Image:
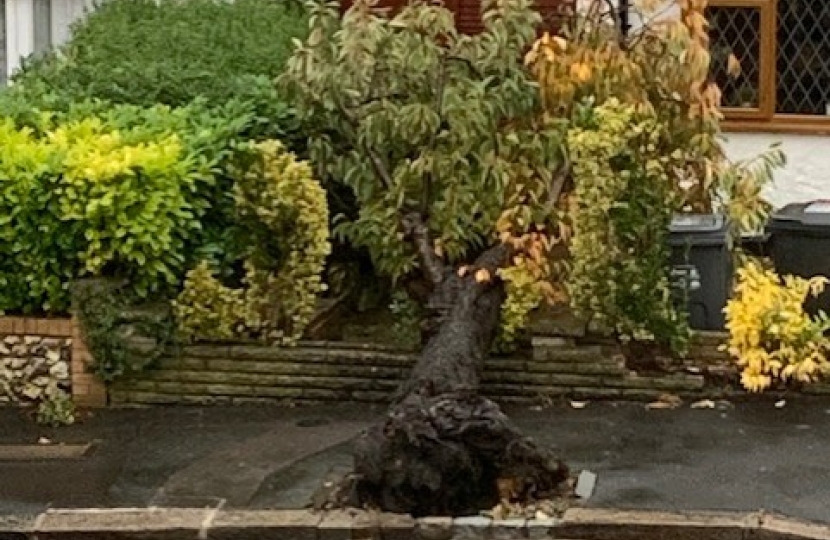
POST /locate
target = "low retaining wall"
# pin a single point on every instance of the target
(336, 371)
(37, 354)
(576, 524)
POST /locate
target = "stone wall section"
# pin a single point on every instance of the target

__________

#### Problem requirements
If a record holds a picture, leave the picture out and transcribe everything else exactly.

#### Answer
Image:
POST /locate
target = "low retaining wall"
# pin a single point on every instance of the target
(336, 371)
(37, 354)
(576, 524)
POST /locate
target = "stone wall section"
# pin a single point on every instance of the target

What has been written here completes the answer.